- _The problem_
Exactly as they appear, output all of the entries.

- _Data to examine_
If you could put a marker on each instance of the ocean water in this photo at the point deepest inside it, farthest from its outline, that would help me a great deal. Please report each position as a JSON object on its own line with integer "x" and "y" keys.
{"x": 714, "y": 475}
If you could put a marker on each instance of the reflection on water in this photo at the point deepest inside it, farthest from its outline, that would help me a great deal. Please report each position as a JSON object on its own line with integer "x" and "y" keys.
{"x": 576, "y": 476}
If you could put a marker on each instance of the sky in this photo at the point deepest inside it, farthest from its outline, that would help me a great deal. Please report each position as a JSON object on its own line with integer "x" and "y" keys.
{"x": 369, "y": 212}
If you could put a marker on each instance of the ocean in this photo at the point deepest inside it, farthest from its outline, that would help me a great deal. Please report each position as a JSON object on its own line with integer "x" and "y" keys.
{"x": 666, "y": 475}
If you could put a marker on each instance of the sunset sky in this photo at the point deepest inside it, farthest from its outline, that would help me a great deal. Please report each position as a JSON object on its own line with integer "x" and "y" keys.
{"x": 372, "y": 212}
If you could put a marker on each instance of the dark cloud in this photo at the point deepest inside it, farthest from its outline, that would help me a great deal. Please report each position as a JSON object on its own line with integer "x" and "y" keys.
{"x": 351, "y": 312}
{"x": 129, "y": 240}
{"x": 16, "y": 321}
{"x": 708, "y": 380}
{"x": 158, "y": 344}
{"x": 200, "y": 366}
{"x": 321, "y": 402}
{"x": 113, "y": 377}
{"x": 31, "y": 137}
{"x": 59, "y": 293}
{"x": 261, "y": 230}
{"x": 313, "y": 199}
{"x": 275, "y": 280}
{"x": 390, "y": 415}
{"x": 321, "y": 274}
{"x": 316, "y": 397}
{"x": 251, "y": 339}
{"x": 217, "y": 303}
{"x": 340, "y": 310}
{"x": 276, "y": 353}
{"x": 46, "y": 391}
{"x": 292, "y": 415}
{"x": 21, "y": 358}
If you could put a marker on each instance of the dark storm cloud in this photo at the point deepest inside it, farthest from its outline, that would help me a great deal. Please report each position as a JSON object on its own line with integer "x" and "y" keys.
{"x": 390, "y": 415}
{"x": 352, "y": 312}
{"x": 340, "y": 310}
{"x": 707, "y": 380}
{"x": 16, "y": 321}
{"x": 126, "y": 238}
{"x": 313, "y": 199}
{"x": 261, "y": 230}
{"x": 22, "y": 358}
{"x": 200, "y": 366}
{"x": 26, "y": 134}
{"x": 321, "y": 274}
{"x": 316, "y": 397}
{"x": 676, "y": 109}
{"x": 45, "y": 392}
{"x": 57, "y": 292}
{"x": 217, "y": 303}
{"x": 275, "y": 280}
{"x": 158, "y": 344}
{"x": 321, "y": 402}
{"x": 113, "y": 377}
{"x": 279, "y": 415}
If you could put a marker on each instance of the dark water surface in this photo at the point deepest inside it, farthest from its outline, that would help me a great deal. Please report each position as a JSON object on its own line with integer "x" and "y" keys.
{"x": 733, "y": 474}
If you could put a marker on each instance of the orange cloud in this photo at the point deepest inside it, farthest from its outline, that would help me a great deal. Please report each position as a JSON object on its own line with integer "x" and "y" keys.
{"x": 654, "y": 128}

- _Solution to the problem_
If you could put a marker on each instance of the ocean water in this photo at the point deepest inside it, farthest from its outline, that would help me a great deal. Please report each position as a JSON object on its own line with integer "x" and "y" keys.
{"x": 714, "y": 475}
If you could put a marker on each instance of the reflection on water in this photo at the point deepest inside it, farthest from its outline, that would help me a great deal. Please report each position as a JSON object on its own line with integer "x" and "y" keys.
{"x": 576, "y": 476}
If you could put a marker on each instance of the sky in this photo at the point deepest inside it, farthest from its outline, that would help me a great deal. Please report each position as a JSON object on its own line with integer "x" and "y" keys.
{"x": 369, "y": 212}
If you could put a marker on each instance of the ocean in this photo at the point deepest inside it, farthest from its outline, that would help me a great deal. Please report each position as a JSON object on its own line with integer "x" and "y" keys.
{"x": 666, "y": 475}
If you could put a marker on each instance of the sunset sky in this photo at the point deepest inside it, farthest from its outline, that would help me a great deal. Please report each position as a JSON object on its own line with integer "x" and "y" keys.
{"x": 372, "y": 212}
If you could put a marker on each instance of the dark cloud in this photo at the point deepest inside it, farthest from its outline, that would help me a great deal. Please report each position as a JSON object on its own line with integer "x" and "y" keys.
{"x": 351, "y": 312}
{"x": 129, "y": 240}
{"x": 16, "y": 321}
{"x": 708, "y": 380}
{"x": 158, "y": 344}
{"x": 200, "y": 366}
{"x": 321, "y": 402}
{"x": 113, "y": 377}
{"x": 31, "y": 137}
{"x": 59, "y": 293}
{"x": 261, "y": 230}
{"x": 313, "y": 199}
{"x": 275, "y": 280}
{"x": 390, "y": 415}
{"x": 321, "y": 274}
{"x": 316, "y": 397}
{"x": 251, "y": 339}
{"x": 217, "y": 303}
{"x": 340, "y": 310}
{"x": 276, "y": 353}
{"x": 46, "y": 391}
{"x": 292, "y": 415}
{"x": 21, "y": 358}
If you could put a marker on each instance of the dark storm cloud in this photo at the point deepest inside it, farthest from its outline, that would help me a great deal. Please report each position as a JSON object on its own line with integer "x" and "y" keys.
{"x": 390, "y": 415}
{"x": 352, "y": 312}
{"x": 340, "y": 310}
{"x": 707, "y": 380}
{"x": 16, "y": 321}
{"x": 126, "y": 238}
{"x": 313, "y": 199}
{"x": 261, "y": 230}
{"x": 22, "y": 358}
{"x": 200, "y": 366}
{"x": 26, "y": 134}
{"x": 321, "y": 274}
{"x": 316, "y": 397}
{"x": 676, "y": 109}
{"x": 45, "y": 392}
{"x": 57, "y": 292}
{"x": 217, "y": 303}
{"x": 275, "y": 280}
{"x": 158, "y": 344}
{"x": 321, "y": 402}
{"x": 113, "y": 377}
{"x": 279, "y": 415}
If you could put a marker on each instance of the dark water surface in this photo at the point deepest inside it, farthest from its outline, that would help me a great deal. Please report each position as a JSON object on its own line with integer "x" and "y" keys.
{"x": 733, "y": 474}
If you could put a marker on each instance of the orange cloud in this photo at the point deepest inside it, farthest from its outline, that would help me a great deal. Please report each position as a JSON object on its own line with integer "x" and "y" keys.
{"x": 654, "y": 128}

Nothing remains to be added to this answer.